Text
Presentations (talk slides) of Bernhard von Stengel

(last update: 11 November 2014)

All presentations are in PDF format; typical file size is 1MB. The files represent the newest version, older talks may have been different (and sometimes had different titles). Please do not use these slides without my permission. Thanks!


[pdf] Computationally efficient coordination in game trees

Paper.

Abstract: The solution concept of ``correlated equilibrium'' allows for coordination in games. For game trees with imperfect information, it gives rise to NP-hard problems, even for two-player games without chance moves. We introduce the ``extensive form correlated equilibrium'' (EFCE), which extends Aumann's correlated equilibrium, where coordination is achieved by signals that are received ``locally'' at information sets. An EFCE is polynomial-time computable for two-player games without chance moves.
(Joint work with Francoise Forges.)

Talks given:


[pdf] Equilibrium Computation for Two-Player Games in Strategic Form

[pdf] Efficient Computation of Equilibria for Extensive Games

Survey in the Graduate Textbook "Algorithmic Game Theory"
Survey in the Handbook of Game Theory

Abstract: We survey algorithms for finding equilibria of two-player games in strategic form and extensive form. The main tool are polyhedra that show a player's mixed strategies and the other player's pure best responses. For extensive games, the exponential size of the strategic form is avoided by using the "sequence form" which has the same size as the game tree.

Talks given:


[pdf] Finding all Nash equilibria of a bimatrix game

Paper.

Abstract: We describe algorithms for finding all Nash equilibria of a two-player game in strategic form. We present two algorithms that extend earlier work. Our presentation is self-contained, and explains the two methods in a unified frame-work using faces of best-response polyhedra. The first method lrsNash is based on the known vertex enumeration program lrs, for "lexicographic reverse search". It enumerates the vertices of only one best-response polytope, and the vertices of the complementary faces that correspond to these vertices (if they are not empty) in the other polytope. The second method is a modification of the known EEE algorithm, for "enumeration of extreme equilibria". We report on computational experiments that compare the two algorithms, which show that both have their strengths and weaknesses.

Items
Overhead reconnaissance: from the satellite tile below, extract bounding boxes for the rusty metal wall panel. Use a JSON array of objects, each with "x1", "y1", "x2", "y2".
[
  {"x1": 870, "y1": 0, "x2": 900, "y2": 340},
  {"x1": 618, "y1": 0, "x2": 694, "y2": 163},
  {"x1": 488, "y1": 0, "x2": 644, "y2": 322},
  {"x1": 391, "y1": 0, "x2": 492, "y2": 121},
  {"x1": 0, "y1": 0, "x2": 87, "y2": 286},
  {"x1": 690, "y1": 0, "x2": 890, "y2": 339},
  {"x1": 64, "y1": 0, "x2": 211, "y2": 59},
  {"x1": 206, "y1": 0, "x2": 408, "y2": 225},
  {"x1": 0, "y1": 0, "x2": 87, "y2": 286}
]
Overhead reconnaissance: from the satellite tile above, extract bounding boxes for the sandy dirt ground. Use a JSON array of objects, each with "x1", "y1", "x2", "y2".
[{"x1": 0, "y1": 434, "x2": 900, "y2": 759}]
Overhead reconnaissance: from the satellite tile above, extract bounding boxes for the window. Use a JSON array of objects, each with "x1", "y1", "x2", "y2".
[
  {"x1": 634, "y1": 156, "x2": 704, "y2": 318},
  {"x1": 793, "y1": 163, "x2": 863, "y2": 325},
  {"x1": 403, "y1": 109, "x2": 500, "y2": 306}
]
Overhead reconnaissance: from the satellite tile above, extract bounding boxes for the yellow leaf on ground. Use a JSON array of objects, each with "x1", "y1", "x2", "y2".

---

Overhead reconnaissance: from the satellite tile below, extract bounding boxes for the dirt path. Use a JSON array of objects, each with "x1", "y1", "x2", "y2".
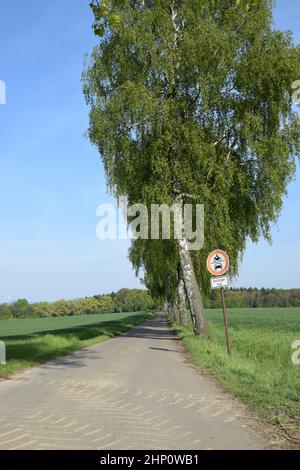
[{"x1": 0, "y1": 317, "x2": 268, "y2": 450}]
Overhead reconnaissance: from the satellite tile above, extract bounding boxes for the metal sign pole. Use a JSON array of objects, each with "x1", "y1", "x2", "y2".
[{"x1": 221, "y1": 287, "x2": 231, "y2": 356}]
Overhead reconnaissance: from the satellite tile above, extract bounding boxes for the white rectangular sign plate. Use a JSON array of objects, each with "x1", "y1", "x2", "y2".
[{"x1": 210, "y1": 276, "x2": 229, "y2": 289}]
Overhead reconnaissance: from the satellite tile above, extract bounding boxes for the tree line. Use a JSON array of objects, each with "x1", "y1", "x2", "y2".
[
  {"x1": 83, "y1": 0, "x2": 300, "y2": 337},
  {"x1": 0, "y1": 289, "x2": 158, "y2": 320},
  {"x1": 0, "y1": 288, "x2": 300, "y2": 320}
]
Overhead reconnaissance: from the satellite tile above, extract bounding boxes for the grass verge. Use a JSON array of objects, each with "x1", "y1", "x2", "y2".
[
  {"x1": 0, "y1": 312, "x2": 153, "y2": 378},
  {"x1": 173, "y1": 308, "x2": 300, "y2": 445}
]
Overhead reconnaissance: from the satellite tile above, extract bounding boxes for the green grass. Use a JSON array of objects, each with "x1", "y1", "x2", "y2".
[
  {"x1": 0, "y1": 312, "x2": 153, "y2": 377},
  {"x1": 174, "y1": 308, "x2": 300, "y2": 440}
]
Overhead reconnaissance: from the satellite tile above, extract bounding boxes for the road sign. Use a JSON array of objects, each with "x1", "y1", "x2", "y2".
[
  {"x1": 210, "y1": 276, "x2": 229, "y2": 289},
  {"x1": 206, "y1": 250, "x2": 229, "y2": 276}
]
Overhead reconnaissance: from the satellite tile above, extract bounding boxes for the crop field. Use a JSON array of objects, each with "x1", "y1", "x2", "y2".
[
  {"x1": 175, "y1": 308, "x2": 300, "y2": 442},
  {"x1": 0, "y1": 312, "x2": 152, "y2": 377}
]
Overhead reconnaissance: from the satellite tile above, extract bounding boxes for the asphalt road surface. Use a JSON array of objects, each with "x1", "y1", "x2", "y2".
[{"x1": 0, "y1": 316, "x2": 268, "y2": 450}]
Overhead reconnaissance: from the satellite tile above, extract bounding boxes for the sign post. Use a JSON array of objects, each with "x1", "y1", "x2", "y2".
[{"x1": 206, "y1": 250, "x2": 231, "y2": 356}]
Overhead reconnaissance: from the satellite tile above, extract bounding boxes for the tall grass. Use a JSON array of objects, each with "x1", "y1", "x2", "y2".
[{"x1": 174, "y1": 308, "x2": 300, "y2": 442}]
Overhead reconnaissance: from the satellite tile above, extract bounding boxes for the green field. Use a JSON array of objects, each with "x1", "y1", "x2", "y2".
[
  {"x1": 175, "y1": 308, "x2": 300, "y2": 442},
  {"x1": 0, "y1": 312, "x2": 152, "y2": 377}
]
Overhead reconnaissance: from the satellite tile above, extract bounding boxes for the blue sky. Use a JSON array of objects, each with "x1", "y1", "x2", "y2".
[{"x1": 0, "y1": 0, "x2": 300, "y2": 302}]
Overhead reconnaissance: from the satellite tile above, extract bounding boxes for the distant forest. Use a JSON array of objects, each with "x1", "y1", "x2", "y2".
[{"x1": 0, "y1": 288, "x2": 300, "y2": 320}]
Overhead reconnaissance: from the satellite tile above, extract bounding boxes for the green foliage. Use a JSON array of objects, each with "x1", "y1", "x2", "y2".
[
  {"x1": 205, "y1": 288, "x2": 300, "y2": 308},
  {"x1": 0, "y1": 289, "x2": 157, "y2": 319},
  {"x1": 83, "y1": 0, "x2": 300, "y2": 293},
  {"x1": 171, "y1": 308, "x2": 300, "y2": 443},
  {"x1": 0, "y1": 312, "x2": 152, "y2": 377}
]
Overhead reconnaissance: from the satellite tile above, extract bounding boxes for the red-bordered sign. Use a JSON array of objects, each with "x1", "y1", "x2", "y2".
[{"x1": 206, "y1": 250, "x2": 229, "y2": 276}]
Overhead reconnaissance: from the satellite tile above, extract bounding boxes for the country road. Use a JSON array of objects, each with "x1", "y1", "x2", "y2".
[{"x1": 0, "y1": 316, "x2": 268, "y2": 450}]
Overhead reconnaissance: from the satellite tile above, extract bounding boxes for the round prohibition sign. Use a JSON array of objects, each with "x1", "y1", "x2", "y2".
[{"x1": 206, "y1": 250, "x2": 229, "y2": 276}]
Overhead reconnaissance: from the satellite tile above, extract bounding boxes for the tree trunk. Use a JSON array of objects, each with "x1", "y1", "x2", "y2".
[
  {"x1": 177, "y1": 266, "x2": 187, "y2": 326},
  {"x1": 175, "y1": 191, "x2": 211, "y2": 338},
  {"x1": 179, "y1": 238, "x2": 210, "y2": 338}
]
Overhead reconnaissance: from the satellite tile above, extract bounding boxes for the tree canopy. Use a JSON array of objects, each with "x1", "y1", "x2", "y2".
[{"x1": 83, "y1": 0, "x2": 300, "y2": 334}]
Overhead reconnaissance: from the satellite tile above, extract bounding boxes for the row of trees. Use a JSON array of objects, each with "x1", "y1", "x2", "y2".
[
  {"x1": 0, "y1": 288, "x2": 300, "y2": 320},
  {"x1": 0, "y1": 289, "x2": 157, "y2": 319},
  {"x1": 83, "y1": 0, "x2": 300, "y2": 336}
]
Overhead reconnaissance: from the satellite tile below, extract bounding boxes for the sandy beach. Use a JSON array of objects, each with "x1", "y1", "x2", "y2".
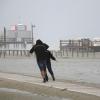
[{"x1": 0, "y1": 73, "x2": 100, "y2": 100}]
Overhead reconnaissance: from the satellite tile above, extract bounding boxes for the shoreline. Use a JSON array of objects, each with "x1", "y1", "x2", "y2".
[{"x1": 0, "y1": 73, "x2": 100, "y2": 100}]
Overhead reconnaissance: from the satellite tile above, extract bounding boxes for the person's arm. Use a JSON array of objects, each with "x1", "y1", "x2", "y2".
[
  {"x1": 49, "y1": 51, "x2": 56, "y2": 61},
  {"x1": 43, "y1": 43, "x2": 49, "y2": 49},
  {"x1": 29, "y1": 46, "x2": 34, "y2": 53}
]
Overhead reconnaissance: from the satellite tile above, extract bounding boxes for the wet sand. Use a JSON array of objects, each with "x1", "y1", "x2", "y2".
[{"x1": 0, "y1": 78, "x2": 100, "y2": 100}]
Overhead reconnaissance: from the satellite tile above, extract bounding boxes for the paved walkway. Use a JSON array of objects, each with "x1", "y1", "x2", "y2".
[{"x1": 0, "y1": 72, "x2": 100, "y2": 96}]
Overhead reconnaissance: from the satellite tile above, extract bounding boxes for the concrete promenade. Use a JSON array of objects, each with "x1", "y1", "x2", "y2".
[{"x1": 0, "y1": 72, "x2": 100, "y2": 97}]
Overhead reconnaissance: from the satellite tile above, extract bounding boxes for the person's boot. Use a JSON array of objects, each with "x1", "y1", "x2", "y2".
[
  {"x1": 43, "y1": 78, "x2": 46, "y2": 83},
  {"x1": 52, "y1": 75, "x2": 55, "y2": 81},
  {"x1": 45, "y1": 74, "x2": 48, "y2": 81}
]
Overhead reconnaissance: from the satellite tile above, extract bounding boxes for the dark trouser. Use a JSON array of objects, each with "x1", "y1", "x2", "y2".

Job 1
Rewrite the presentations page between "All presentations are" and "my permission. Thanks!", inclusive, changing "slides" to "materials".
Job 2
Translate this sentence from the presentations page into Spanish: "An EFCE is polynomial-time computable for two-player games without chance moves."

Expected answer 1
All presentations are in PDF format; typical file size is 1MB. The files represent the newest version, older talks may have been different (and sometimes had different titles). Please do not use these materials without my permission. Thanks!

Expected answer 2
Un EFCE es computable en tiempo polinómico para juegos de dos jugadores sin movimientos de azar.